#### WORK REQUIRED
Look through the entries for the string "snake" and copy every line where it shows up.

#### TASK INPUT
+++
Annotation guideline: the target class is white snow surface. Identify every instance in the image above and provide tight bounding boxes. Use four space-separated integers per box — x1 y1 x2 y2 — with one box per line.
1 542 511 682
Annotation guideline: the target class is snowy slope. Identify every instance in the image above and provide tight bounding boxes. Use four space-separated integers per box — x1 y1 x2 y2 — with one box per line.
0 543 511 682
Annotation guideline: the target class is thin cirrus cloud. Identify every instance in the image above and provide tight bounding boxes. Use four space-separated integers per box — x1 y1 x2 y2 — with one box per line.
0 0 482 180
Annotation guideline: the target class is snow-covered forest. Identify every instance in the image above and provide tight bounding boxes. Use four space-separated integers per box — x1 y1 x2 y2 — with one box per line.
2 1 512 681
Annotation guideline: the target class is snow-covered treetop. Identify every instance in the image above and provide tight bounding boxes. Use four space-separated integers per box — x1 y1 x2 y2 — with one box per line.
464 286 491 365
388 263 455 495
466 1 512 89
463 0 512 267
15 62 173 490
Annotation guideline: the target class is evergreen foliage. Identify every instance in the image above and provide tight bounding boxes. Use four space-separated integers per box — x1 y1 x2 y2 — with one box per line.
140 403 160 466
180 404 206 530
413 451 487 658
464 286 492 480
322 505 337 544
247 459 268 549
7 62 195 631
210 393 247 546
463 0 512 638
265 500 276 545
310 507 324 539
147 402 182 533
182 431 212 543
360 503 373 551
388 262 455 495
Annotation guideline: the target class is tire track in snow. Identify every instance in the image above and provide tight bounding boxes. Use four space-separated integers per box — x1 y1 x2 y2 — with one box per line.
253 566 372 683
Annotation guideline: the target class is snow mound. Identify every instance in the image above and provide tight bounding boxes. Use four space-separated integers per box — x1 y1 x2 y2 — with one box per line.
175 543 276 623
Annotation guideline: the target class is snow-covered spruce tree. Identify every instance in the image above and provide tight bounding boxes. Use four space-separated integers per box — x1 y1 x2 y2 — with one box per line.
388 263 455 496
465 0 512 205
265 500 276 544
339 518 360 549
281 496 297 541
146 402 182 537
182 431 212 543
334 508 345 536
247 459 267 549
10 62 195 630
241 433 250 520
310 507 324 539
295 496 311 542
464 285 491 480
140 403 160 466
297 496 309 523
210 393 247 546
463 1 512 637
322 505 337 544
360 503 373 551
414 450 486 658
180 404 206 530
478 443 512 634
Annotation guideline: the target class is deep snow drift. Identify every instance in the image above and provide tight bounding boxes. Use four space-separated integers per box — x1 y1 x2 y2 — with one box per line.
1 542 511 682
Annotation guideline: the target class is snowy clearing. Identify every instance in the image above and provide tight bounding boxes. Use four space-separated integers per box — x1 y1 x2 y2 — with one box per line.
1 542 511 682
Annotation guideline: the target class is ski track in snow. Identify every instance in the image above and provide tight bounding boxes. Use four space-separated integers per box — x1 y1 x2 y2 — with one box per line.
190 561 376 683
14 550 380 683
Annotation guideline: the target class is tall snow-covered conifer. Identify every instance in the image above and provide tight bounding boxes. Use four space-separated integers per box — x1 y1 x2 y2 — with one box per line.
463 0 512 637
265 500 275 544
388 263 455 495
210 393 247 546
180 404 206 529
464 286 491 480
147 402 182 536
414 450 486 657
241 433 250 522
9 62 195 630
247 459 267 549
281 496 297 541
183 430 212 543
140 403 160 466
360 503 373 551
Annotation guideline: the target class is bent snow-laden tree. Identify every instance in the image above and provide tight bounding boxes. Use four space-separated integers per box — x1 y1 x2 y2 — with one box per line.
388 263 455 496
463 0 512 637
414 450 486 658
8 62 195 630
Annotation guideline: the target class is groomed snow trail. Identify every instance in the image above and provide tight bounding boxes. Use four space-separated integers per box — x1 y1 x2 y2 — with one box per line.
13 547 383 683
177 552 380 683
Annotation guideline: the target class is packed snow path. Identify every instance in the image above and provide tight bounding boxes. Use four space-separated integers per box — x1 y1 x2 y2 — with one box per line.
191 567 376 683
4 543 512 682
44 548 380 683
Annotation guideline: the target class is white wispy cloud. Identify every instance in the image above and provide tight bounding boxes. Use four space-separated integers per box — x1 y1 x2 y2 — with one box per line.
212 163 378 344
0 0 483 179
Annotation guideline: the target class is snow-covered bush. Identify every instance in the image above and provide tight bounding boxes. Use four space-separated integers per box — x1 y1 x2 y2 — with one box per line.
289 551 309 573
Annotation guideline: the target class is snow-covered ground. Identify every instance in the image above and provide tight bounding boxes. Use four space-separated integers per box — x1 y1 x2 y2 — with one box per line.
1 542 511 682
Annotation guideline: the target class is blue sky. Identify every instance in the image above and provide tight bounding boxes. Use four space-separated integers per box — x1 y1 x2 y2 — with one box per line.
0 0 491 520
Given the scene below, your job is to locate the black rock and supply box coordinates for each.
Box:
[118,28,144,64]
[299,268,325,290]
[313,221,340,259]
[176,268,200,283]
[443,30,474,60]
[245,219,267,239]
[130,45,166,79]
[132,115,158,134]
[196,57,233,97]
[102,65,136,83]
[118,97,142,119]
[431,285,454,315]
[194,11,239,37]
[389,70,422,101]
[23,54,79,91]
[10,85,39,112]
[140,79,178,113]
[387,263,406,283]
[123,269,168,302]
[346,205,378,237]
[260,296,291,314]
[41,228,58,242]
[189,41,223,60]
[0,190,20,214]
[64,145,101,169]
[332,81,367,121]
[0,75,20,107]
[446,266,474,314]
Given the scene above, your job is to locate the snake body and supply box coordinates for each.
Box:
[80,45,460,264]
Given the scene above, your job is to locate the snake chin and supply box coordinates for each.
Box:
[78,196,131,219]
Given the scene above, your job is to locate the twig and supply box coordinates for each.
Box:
+++
#### SOLUTION BELOW
Given the scene above, your job is to locate the snake body and supply box coordinates for each.
Given the scene above, your job is to locate the snake chin and supply box coordinates for each.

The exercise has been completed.